▶ _Records shown_:
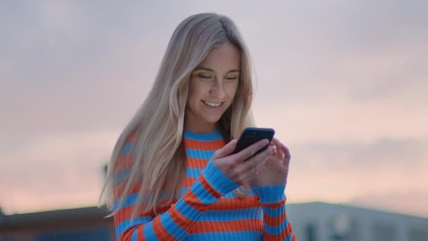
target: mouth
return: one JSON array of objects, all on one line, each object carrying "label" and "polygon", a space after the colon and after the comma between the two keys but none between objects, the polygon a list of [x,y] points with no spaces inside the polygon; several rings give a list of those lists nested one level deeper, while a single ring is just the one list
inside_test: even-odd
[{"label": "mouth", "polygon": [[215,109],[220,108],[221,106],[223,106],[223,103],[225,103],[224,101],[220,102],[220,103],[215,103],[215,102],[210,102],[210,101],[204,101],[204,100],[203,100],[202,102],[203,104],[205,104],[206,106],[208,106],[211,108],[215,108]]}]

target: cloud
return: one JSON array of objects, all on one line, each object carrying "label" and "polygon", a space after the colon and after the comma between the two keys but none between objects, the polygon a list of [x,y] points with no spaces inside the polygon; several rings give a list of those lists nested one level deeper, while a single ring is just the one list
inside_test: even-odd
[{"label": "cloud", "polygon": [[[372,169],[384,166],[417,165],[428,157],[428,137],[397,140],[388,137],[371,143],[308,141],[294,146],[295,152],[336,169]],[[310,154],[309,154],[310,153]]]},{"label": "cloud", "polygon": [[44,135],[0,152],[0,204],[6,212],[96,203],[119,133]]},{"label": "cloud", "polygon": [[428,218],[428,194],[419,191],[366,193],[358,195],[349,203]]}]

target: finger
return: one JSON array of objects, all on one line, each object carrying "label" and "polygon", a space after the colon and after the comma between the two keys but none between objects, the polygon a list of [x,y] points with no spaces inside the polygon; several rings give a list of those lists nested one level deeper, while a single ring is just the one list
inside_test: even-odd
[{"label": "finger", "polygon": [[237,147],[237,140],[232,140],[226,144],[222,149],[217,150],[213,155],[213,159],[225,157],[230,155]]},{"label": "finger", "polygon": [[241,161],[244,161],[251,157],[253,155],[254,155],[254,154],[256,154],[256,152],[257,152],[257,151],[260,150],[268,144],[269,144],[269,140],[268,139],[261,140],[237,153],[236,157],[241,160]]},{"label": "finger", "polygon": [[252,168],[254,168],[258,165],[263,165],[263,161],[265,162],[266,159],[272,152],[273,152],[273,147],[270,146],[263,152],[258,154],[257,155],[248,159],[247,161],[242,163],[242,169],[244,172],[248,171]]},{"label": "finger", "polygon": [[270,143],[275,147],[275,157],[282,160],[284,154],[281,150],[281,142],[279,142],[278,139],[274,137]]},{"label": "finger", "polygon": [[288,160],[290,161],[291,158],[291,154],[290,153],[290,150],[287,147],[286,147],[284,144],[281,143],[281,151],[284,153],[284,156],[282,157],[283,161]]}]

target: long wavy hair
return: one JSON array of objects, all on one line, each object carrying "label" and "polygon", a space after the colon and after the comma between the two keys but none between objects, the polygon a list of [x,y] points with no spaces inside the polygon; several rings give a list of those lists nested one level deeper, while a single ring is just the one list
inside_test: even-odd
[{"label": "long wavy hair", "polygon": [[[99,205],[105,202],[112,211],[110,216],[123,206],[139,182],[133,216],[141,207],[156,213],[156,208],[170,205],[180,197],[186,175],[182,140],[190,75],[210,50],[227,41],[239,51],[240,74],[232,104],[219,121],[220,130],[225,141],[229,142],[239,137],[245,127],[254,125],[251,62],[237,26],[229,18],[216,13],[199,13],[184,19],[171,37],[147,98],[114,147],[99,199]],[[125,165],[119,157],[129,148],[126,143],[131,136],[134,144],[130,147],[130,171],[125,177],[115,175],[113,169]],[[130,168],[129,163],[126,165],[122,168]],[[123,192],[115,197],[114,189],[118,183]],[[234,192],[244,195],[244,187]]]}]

▶ _Short problem_:
Please count the lines in the data above that contain the string "target", and reply with only that number.

▶ _Correct response_:
4